_Goal_
Copy out every item below verbatim, keeping each line and the original order unchanged.
^^^^^^^^^^^^^^^^
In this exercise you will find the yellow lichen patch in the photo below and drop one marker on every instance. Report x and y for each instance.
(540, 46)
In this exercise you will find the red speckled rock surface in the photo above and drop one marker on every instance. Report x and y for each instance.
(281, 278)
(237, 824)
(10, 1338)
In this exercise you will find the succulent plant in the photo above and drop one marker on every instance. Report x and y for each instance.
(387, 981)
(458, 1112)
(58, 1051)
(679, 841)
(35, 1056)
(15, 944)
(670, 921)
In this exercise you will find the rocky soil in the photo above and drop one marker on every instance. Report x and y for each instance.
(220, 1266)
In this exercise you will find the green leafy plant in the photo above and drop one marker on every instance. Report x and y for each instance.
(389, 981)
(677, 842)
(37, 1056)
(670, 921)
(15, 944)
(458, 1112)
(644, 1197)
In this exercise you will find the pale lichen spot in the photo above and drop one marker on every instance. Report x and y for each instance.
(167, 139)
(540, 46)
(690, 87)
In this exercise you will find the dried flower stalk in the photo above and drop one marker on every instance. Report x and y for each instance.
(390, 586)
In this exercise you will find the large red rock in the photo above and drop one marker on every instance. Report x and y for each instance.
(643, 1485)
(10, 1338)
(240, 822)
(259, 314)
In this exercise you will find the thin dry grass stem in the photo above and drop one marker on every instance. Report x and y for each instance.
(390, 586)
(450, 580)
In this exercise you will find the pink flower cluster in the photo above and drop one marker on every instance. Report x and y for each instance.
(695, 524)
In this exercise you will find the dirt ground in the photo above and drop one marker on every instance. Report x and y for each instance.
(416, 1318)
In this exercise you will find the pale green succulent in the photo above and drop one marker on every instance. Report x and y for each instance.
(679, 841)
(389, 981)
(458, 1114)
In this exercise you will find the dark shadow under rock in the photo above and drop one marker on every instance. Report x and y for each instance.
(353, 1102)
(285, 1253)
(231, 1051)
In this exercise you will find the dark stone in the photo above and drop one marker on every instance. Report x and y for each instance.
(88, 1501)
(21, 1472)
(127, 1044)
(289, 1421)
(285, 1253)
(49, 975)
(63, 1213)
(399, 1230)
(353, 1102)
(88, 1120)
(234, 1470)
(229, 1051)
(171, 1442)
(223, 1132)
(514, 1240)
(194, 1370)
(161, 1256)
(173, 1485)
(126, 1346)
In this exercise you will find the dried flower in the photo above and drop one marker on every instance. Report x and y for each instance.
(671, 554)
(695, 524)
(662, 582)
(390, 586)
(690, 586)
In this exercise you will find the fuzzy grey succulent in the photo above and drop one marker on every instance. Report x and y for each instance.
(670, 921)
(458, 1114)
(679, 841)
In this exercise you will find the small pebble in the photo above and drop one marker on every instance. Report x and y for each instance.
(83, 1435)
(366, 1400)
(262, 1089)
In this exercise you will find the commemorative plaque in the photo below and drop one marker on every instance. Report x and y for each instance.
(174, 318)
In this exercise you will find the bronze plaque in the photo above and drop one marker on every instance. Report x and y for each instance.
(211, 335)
^^^^^^^^^^^^^^^^
_Answer to the problem_
In this exercise you will find the yellow lichen patch in the photo below and drop one marker on every instance. Report x and y for each instance.
(540, 46)
In this exercise you will find the red speckled rock surface in the photo above and drop one marker on every instance. Report x and y for each instance.
(281, 278)
(237, 824)
(10, 1338)
In this exercise you will find the succulent plant in the photo above and drop one marker on every instance. Report x and y for each instance.
(387, 981)
(458, 1112)
(58, 1051)
(679, 841)
(35, 1056)
(15, 944)
(670, 921)
In this exercise you will find the rocky soil in the photo above and drop one marker on every instance. Report x and y for each instance.
(220, 1266)
In this exercise you will find the green leafy plant in the photo above and drop one marker on every instance. Report x and y for each instance.
(389, 981)
(677, 842)
(37, 1056)
(670, 921)
(15, 944)
(458, 1112)
(644, 1197)
In this exercise you will find the pale lichen spot in the photo above and drop one marker on every instance. Report x and y for each instance.
(167, 139)
(540, 46)
(690, 87)
In this exercise you will find the dried flower stalk in the photo above and drop one marker on every instance. Report x and y for each instance.
(390, 586)
In this exercise you will find the large red rock in the photo above and drop one marker on every instance. Report x and y for each instance.
(643, 1485)
(10, 1338)
(240, 822)
(259, 314)
In this exercise you will find the thin dry grass stem in the photo above and drop one marker on every instance. Report x and y for each instance.
(390, 586)
(450, 580)
In this exercise you will find the pink flower cluster in the photo above and drop one marker on every instance. Report x and y for each instance.
(695, 524)
In this exercise you will find the dirt ground in the photo above and drop one marker on every instance. Report x and y for each instance.
(416, 1318)
In this exercise you will find the pale green succulent in the photo above and drop one marker on every instance. Report x and y for each instance.
(679, 841)
(389, 981)
(458, 1114)
In this exercise you will find the dark shadow under rock in the photo above and drop one marker on every instance. Report x and y for each instance.
(353, 1102)
(285, 1253)
(231, 1051)
In this exercise you will find the dark stone in the photo above and drop one marker on every instance. Report x and y for each instance.
(88, 1501)
(21, 1472)
(127, 1044)
(289, 1421)
(285, 1253)
(49, 975)
(63, 1213)
(399, 1230)
(353, 1102)
(88, 1120)
(234, 1470)
(229, 1051)
(171, 1442)
(223, 1132)
(514, 1240)
(194, 1370)
(161, 1256)
(173, 1485)
(126, 1346)
In this exercise you will find the dried flower in the photo above and drop one marker on every instance. Report x and y for each instance.
(671, 554)
(695, 524)
(662, 582)
(390, 586)
(690, 586)
In this exercise you will find the fuzzy grey succulent in the photo above and drop one marker on every instance. Report x and y for each instance.
(670, 921)
(458, 1114)
(679, 841)
In this exercise you will find the small pebble in the photo above and drop one marker on every instance. Report x and y for each instance.
(83, 1435)
(366, 1400)
(262, 1089)
In this exercise you will find the commemorative plaque in the photo below and drop one marker on every instance. Report x and y for each instance.
(174, 318)
In this exercise you will find the bronze plaque in the photo above and drop one marker on every instance. Report x and y for each instance.
(211, 335)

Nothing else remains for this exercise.